**Task statement:**
Using the listing below, please count the lines that contain the string "instances". Only the number is wanted.

-- Extracted material follows --

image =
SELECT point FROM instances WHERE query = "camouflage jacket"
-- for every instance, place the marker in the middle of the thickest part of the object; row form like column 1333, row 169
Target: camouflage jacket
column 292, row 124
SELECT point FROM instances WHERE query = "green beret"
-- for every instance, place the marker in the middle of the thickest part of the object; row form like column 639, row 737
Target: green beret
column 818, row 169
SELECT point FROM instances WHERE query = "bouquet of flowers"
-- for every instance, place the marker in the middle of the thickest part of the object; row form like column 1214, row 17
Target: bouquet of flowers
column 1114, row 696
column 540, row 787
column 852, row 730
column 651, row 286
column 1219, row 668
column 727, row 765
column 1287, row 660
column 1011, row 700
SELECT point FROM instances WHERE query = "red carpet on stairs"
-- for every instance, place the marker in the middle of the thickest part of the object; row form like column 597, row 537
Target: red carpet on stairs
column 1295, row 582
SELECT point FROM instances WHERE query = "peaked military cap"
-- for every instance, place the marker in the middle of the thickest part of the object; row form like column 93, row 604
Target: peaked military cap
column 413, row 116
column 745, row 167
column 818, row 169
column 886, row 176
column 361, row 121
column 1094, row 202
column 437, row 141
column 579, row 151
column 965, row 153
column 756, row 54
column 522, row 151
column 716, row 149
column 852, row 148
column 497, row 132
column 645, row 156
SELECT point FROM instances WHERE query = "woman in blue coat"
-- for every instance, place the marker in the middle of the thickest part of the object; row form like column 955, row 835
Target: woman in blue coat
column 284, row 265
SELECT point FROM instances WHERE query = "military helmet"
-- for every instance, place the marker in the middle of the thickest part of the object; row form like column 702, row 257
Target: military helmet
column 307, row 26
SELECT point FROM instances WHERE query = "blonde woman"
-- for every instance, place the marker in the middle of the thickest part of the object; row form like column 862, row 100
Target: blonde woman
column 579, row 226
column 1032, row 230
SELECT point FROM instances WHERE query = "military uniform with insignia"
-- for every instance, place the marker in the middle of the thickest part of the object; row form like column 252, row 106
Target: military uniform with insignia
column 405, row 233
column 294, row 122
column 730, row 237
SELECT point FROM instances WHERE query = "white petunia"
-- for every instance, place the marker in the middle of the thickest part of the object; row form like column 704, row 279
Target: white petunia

-- Extracted material concluded --

**Completed task:**
10